_Instructions to follow_
What lines below hold the string "wall"? Copy them all.

_Record excerpts_
════════════════

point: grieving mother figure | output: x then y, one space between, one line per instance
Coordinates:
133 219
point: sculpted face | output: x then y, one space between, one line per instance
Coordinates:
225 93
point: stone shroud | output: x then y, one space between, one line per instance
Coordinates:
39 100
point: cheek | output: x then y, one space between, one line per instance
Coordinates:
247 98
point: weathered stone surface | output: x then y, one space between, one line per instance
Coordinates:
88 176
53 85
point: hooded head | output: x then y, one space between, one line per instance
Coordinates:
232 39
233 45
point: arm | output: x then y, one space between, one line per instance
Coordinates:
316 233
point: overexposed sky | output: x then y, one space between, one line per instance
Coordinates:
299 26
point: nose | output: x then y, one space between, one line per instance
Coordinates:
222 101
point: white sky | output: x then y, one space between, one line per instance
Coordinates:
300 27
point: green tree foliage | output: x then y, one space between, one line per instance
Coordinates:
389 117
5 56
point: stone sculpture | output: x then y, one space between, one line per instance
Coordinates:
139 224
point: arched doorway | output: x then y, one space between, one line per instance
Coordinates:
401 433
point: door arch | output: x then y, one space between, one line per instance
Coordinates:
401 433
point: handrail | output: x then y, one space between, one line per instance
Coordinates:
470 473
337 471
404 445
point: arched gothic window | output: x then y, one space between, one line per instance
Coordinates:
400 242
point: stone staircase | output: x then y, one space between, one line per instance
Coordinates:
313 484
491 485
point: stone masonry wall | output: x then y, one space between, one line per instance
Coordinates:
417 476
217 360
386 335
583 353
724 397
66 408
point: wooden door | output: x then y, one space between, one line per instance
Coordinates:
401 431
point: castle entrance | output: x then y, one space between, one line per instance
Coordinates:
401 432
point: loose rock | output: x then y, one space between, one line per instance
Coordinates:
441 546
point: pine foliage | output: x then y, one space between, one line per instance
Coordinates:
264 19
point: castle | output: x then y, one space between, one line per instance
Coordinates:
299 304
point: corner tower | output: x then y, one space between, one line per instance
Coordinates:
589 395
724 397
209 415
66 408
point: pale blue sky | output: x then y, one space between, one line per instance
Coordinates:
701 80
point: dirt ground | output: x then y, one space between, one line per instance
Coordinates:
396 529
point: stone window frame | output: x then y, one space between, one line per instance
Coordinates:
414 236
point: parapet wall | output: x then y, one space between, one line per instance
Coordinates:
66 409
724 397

════════════════

_Answer section_
point: stone masonry wall | output: x then y, one space between, one line per instance
point: parapet wall | output: x then y, one space between, one line per instance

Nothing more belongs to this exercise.